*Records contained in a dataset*
----------

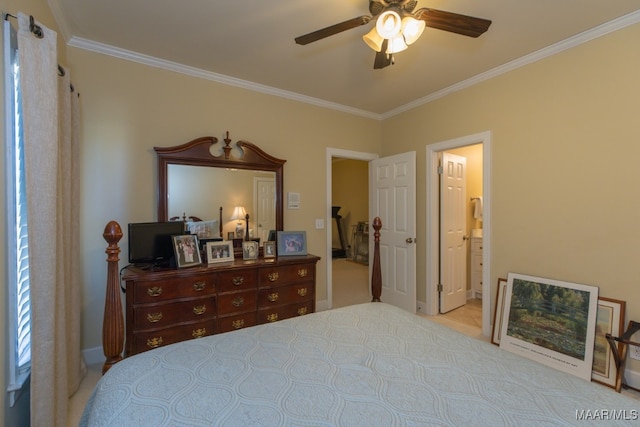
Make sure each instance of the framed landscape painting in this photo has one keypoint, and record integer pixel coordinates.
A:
(610, 320)
(550, 321)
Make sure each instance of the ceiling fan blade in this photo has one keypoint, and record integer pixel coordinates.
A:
(453, 22)
(382, 59)
(333, 29)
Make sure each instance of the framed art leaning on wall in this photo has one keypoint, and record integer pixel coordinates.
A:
(550, 321)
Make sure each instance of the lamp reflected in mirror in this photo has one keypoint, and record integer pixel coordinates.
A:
(239, 214)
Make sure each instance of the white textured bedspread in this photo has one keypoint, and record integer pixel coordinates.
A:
(366, 365)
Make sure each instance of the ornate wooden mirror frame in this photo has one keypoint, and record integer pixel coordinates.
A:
(198, 153)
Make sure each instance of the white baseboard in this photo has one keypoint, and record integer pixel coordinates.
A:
(322, 305)
(93, 356)
(632, 378)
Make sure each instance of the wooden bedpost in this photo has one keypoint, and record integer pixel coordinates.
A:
(376, 275)
(113, 322)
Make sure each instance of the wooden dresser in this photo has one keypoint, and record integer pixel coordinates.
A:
(165, 306)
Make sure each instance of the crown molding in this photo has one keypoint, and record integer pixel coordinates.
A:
(208, 75)
(606, 28)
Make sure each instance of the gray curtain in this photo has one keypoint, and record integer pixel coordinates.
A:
(50, 120)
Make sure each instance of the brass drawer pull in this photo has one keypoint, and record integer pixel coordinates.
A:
(154, 317)
(154, 291)
(199, 309)
(154, 342)
(199, 333)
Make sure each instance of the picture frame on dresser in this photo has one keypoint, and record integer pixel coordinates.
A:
(609, 320)
(292, 243)
(219, 252)
(185, 248)
(269, 249)
(249, 250)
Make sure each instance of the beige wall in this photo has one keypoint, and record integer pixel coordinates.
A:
(559, 209)
(128, 108)
(564, 159)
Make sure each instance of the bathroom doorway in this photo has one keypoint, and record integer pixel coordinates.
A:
(482, 143)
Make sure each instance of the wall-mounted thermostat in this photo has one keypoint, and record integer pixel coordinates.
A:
(293, 200)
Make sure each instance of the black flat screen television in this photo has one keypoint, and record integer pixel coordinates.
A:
(150, 242)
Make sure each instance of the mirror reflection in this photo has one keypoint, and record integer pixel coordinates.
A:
(200, 191)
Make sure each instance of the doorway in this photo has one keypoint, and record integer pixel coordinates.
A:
(433, 223)
(350, 218)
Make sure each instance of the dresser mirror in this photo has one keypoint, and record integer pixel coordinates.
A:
(207, 179)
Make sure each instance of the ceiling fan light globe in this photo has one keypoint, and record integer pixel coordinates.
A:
(373, 40)
(412, 29)
(396, 45)
(389, 24)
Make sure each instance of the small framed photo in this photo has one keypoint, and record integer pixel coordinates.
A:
(269, 249)
(250, 249)
(499, 312)
(219, 252)
(186, 250)
(609, 320)
(292, 243)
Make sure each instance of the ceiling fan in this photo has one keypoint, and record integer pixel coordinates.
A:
(398, 25)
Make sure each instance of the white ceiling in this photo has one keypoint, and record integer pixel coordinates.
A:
(250, 42)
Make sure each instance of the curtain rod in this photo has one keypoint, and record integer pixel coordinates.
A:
(37, 31)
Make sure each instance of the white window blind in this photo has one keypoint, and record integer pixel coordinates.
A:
(17, 250)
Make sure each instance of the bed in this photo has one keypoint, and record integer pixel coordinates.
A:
(371, 364)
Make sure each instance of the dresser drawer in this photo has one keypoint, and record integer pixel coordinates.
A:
(143, 341)
(237, 321)
(273, 314)
(237, 280)
(287, 274)
(237, 302)
(153, 316)
(156, 291)
(286, 294)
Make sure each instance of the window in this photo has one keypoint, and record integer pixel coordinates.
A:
(17, 250)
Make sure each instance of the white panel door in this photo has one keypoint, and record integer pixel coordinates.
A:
(265, 203)
(453, 242)
(393, 199)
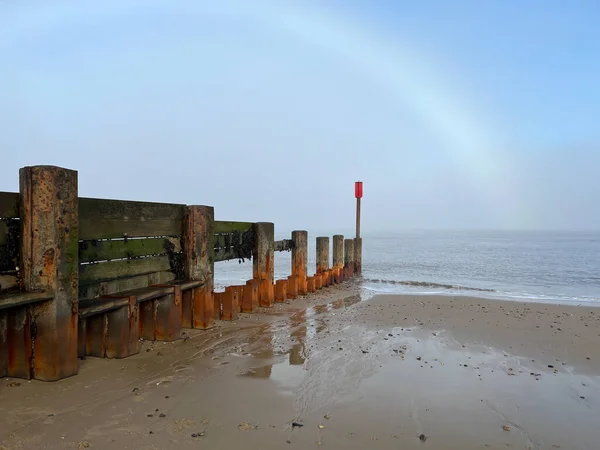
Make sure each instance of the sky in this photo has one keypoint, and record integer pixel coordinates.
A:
(455, 115)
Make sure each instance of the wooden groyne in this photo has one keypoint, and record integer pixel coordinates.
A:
(83, 276)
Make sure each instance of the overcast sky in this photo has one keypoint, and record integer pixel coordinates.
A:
(463, 114)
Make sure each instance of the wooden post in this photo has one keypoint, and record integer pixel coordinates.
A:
(338, 257)
(300, 259)
(229, 301)
(263, 267)
(292, 287)
(322, 255)
(50, 262)
(198, 263)
(357, 256)
(349, 257)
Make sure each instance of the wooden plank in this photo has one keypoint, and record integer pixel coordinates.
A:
(9, 204)
(90, 251)
(230, 227)
(125, 284)
(105, 219)
(8, 281)
(107, 271)
(23, 298)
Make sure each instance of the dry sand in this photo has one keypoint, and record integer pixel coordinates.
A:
(409, 372)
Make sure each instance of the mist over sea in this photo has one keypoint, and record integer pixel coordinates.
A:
(539, 266)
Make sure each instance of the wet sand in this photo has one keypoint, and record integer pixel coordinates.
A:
(408, 372)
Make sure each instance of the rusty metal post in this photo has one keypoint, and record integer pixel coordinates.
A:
(322, 254)
(349, 257)
(50, 262)
(300, 259)
(198, 263)
(263, 267)
(338, 257)
(357, 256)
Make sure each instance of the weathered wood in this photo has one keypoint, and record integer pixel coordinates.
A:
(90, 251)
(107, 271)
(230, 227)
(322, 255)
(9, 204)
(105, 219)
(8, 282)
(13, 300)
(125, 284)
(283, 245)
(49, 262)
(300, 259)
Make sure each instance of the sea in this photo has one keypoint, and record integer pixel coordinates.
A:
(549, 267)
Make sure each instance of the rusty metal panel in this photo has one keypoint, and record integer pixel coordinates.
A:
(281, 294)
(168, 316)
(310, 284)
(95, 338)
(123, 331)
(187, 311)
(3, 344)
(106, 219)
(18, 336)
(217, 305)
(250, 301)
(9, 204)
(147, 319)
(204, 307)
(292, 287)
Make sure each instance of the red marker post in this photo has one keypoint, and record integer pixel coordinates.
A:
(358, 240)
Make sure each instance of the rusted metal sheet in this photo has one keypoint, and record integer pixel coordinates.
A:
(250, 301)
(217, 305)
(91, 251)
(292, 287)
(124, 284)
(318, 281)
(19, 341)
(310, 284)
(95, 339)
(122, 331)
(357, 256)
(9, 204)
(281, 293)
(109, 271)
(3, 344)
(349, 257)
(168, 316)
(8, 282)
(229, 302)
(12, 300)
(322, 254)
(229, 227)
(49, 262)
(106, 219)
(203, 307)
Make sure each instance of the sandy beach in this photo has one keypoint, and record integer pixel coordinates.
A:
(337, 370)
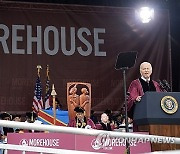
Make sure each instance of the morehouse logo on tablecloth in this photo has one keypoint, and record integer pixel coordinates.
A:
(40, 142)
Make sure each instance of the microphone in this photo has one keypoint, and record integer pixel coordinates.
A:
(168, 88)
(162, 85)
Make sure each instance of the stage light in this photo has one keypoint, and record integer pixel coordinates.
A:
(145, 14)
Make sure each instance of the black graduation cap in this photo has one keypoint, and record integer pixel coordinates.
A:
(79, 109)
(5, 115)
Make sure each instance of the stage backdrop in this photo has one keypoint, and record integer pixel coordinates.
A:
(80, 44)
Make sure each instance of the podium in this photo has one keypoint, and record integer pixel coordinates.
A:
(158, 113)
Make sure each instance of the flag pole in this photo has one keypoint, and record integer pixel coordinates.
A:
(39, 69)
(53, 94)
(47, 72)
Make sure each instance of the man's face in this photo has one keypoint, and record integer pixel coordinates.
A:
(146, 70)
(104, 118)
(80, 115)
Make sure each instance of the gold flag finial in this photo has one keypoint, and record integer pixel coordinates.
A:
(39, 69)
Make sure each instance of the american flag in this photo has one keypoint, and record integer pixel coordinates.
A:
(37, 100)
(47, 98)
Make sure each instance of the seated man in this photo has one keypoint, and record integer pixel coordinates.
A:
(80, 121)
(105, 123)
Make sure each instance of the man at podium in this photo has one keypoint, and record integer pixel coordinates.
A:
(141, 85)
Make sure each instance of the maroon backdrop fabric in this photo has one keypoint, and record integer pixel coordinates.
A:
(100, 32)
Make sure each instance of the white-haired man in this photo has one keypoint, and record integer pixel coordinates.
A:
(141, 85)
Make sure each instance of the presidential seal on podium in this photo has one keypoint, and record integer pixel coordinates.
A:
(169, 104)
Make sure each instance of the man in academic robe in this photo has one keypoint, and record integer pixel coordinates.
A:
(105, 123)
(80, 121)
(141, 85)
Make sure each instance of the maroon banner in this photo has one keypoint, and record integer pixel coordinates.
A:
(102, 143)
(80, 44)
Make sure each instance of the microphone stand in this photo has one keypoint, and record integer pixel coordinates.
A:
(125, 102)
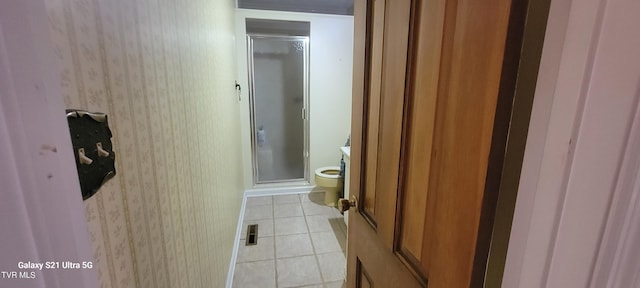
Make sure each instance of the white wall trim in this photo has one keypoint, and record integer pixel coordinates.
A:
(618, 256)
(236, 242)
(583, 108)
(277, 191)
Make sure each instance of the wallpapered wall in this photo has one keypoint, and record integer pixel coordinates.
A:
(163, 71)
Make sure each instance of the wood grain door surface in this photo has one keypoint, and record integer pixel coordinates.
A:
(425, 94)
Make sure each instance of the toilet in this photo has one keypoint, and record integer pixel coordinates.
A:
(328, 178)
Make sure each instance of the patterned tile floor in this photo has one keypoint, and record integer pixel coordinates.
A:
(301, 243)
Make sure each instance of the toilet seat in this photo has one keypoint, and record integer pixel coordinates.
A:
(319, 172)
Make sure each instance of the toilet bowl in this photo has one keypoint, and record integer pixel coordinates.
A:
(328, 178)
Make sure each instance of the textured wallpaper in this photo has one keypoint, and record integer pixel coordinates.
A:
(163, 71)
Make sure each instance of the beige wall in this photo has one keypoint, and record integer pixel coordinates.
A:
(163, 71)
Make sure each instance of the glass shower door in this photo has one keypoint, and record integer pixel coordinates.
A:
(278, 75)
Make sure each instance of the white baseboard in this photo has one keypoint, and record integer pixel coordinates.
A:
(278, 191)
(236, 243)
(256, 193)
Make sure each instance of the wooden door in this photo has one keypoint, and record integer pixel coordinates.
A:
(427, 76)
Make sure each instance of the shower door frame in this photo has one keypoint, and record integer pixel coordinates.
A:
(305, 109)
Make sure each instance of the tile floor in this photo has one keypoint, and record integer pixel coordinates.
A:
(301, 243)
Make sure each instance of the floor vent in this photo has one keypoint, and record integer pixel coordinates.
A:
(252, 234)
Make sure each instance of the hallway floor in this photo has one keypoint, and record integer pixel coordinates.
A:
(301, 243)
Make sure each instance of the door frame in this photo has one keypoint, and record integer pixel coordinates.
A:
(571, 43)
(252, 112)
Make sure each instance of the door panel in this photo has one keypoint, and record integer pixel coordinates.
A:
(426, 82)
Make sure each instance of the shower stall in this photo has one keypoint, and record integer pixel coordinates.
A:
(278, 77)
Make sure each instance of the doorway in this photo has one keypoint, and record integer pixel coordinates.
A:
(278, 60)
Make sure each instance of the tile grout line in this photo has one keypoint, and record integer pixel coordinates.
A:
(313, 246)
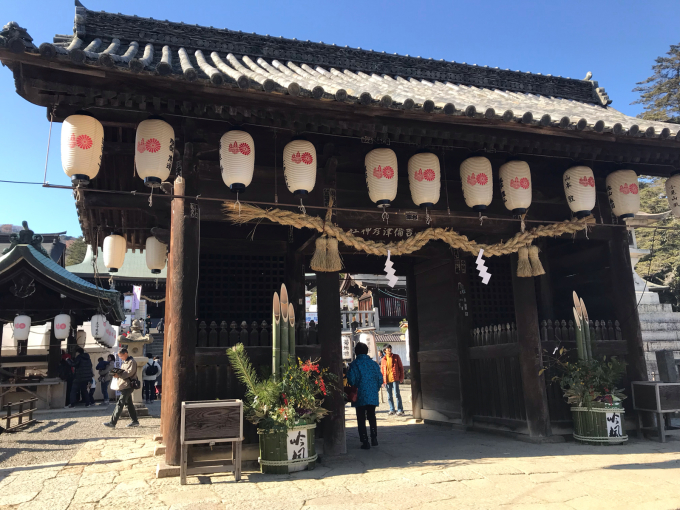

----------

*Task requirements*
Search the data for the word "shower" and copy each line where it appears.

*Finished exercise*
Make sure each instance of the glass shower door in this photo has one keypoint, and record integer pixel coordinates.
Make sure each instance of the shower door frame in this photo has one keypoint, and record integer pixel coordinates.
Make sure each instance of the shower stall in this photo has one keypoint, and record integer pixel coordinates.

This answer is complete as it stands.